▸ Written problem:
Resume the Openmoko speech recognition mailing-list thread from its last line and continue writing it.

▸ Excerpted text:
==========

GSoC Project Status Update 03: Speech Recognition Facility in Openmoko

2008-06-22 Thread saurabh gupta
Hello everyone,

This is the status update of the GSoC project, Speech Recognition facility
in Openmoko. This week, much of the time was devoted in writing codes and
optimizing the existing one. I have written many subroutines like forward
backward procedure, LPC and cepstral analysis of speech signals in frames,
viterbi algorithm and training algorithm using K-means segmental method. All
the source codes have been successfully compiled using GNU C compiler.
 There are various optimizations done in the coding to make it suitable
for working on the ARM 16/32-bit processor running at 266 or 400 MHz
maximum. The whole code is written using fixed point arithmetic.  I used
some external libraries for some subroutines and converted them in fixed
point arithmetic. The other optimization was done by choosing K-means
segmental procedure for training the HMM models rather than Baum Welch
algorithm which requires more processing since it accounts for all the
possible hidden states for a given sequence. On the other hand K-means
segmental method uses viterbi algorithm to find the best state sequence and
then iterates for re-estimation and training the HMM model. K-means
segmental method has been proved to show good results and fast processing
than Baum-Welch. The other optimization is regarding the probability density
function. As this project aims for  a small vocabulary (around 5 or 10) for
recognition, vector quantization will be used instead of continuous
observation sequence. Vector quantization procedure is faster and yields
good result for applications in small embedded devices. The vector
quantization source code is about to finish. Soon after that, the actual
testing of speech recognition code will be done on the speech samples
collected.
   I have uploaded all Documents (Design Document version-0.2) and
source codes on the svn repository of Openmoko (
https://svn.projects.openmoko.org/svnroot/speech/). Any comments and
suggestions will be highly appreciated.

http://saurabh1403.wordpress.com/

Regards
-- 
Saurabh Gupta
Electronics and Communication Engg.
NSIT,New Delhi
___
Openmoko community mailing list
community@lists.openmoko.org
http://lists.openmoko.org/mailman/listinfo/community


Re: GSoC Project Status Update 03: Speech Recognition Facility in Openmoko

2008-06-22 Thread prishelec
Will it be possible to use it with voice dialing?
You said vocabulary is 5-10. Will it be enough?
It would be cool if I would have a possibility to say: Message to
Jane to open sms dialog or Call to Jane to call, presuming Jane is
a hot chick ;-)
Is it possible?

On 6/22/08, saurabh gupta [EMAIL PROTECTED] wrote:
 Hello everyone,

 This is the status update of the GSoC project, Speech Recognition facility
 in Openmoko. This week, much of the time was devoted in writing codes and
 optimizing the existing one. I have written many subroutines like forward
 backward procedure, LPC and cepstral analysis of speech signals in frames,
 viterbi algorithm and training algorithm using K-means segmental method. All
 the source codes have been successfully compiled using GNU C compiler.

==========

▸ Stored data:
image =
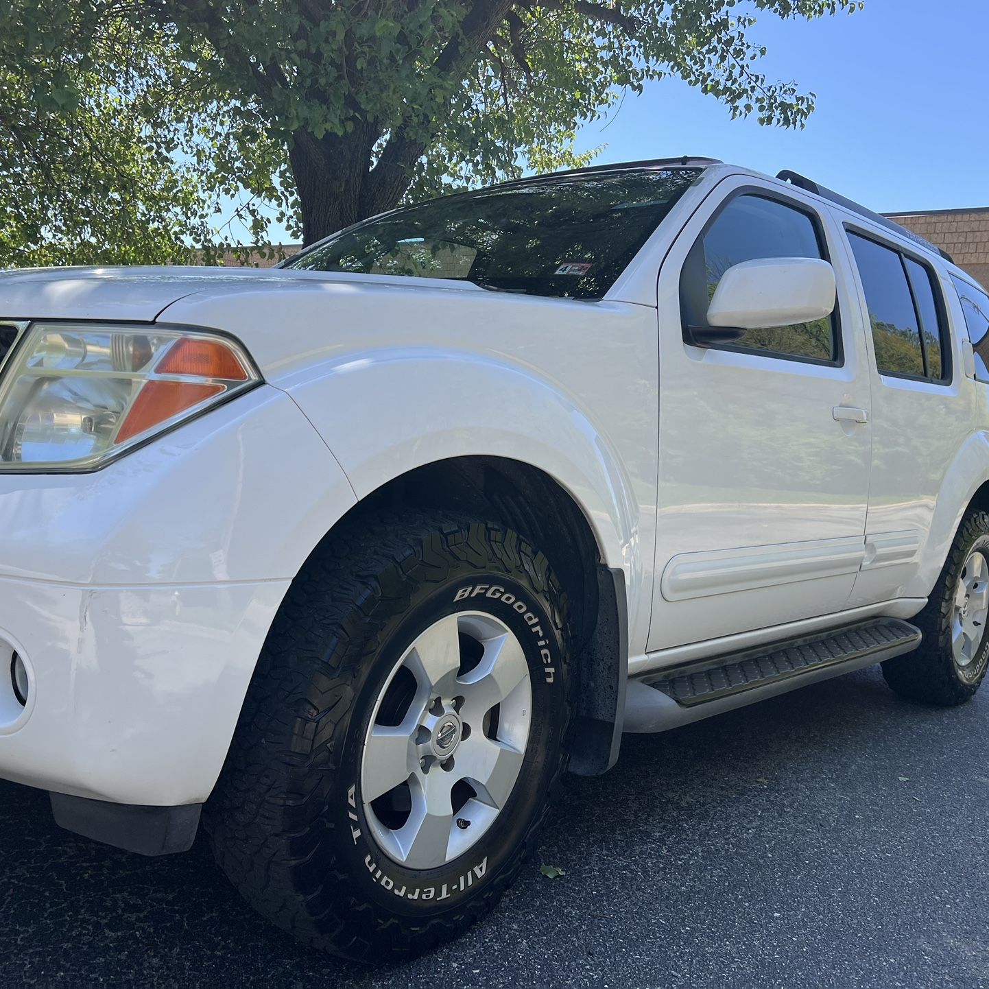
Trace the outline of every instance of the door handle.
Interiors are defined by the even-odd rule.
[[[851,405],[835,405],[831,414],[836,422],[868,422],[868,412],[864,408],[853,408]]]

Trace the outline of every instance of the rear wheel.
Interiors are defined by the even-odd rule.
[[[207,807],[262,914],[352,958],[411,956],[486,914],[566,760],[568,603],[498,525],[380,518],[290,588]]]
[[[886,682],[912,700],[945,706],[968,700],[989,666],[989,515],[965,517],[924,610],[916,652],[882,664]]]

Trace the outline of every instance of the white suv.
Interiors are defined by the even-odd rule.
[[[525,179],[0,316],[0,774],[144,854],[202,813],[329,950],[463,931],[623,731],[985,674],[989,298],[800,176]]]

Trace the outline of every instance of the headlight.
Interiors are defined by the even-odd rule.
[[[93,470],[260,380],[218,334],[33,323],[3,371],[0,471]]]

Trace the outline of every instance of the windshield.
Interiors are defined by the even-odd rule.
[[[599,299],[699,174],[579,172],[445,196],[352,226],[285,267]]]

==========

▸ Result below:
  There are various optimizations done in the coding to make it suitable
 for working on the ARM 16/32-bit processor running at 266 or 400 MHz
 maximum. The whole code is written using fixed point arithmetic.  I used
 some external libraries for some subroutines and converted them in fixed
 point arithmetic. The other optimization was done by choosing K-means
 segmental procedure for training the HMM models rather than Baum Welch
 algorithm which requires more processing since it accounts for all the
 possible hidden states for a given sequence. On the other hand K-means
 segmental method uses viterbi algorithm to find the best state sequence and
 then iterates for re-estimation and training the HMM model. K-means
 segmental method has been proved to show good results and fast processing
 than Baum-Welch. The other optimization is regarding the probability density
 function. As this project aims for  a small vocabulary (around 5 or 10) for
 recognition, vector quantization will be used instead of continuous
 observation sequence. Vector quantization procedure is faster and yields
 good result for applications in small embedded devices. The vector
 quantization source code is about to finish. Soon after that, the actual
 testing of speech recognition code will be done on the speech samples
 collected.
I have uploaded all Documents (Design Document version-0.2) and
 source codes on the svn repository of Openmoko (
 https://svn.projects.openmoko.org/svnroot/speech/). Any comments and
 suggestions will be highly appreciated.

 http://saurabh1403.wordpress.com/

 Regards
 --
 Saurabh Gupta
 Electronics and Communication Engg.
 NSIT,New Delhi


___
Openmoko community mailing list
community@lists.openmoko.org
http://lists.openmoko.org/mailman/listinfo/community


Re: GSoC Project Status Update 03: Speech Recognition Facility in Openmoko

2008-06-22 Thread saurabh gupta
Hello,

On Mon, Jun 23, 2008 at 1:05 AM, [EMAIL PROTECTED] wrote:

 Will it be possible to use it with voice dialing?
 You said vocabulary is 5-10. Will it be enough?
 It would be cool if I would have a possibility to say: Message to
 Jane to open sms dialog or Call to Jane to call, presuming Jane is
 a hot chick ;-)
 Is it possible?


yes, it is of course possible.

But it requires the speech recognition for connected words which needs the
level building algorithms and proper noise handling along with learning
grammar for machine. This project has a great scope and can be extended to
any limit. However in this small duration for GSoC Project, I dont think
that it will be possible to incorporate these advanced features in it. The
initial aim will be to provide an API in which user can store his/her own
words individually and connect any particular activity with that word. Upon
detection of that word, the API corresponding to that activity for that word
will be called. I have included these points in my Design Document and the
scope of advanced models using speech recognition. I think once the
individual word recognition application is built, the advanced features can
be added using this application and newer one.



 On 6/22/08, saurabh gupta [EMAIL PROTECTED] wrote:
  Hello everyone,
 
  This is the status update of the GSoC project, Speech Recognition
 facility
  in Openmoko. This week, much of the time was devoted in writing codes and
  optimizing the existing one. I have written many subroutines like forward
  backward procedure, LPC and cepstral analysis of speech signals in
 frames,
  viterbi algorithm and training algorithm using K-means segmental method.
 All
  the source codes have been successfully compiled using GNU C compiler.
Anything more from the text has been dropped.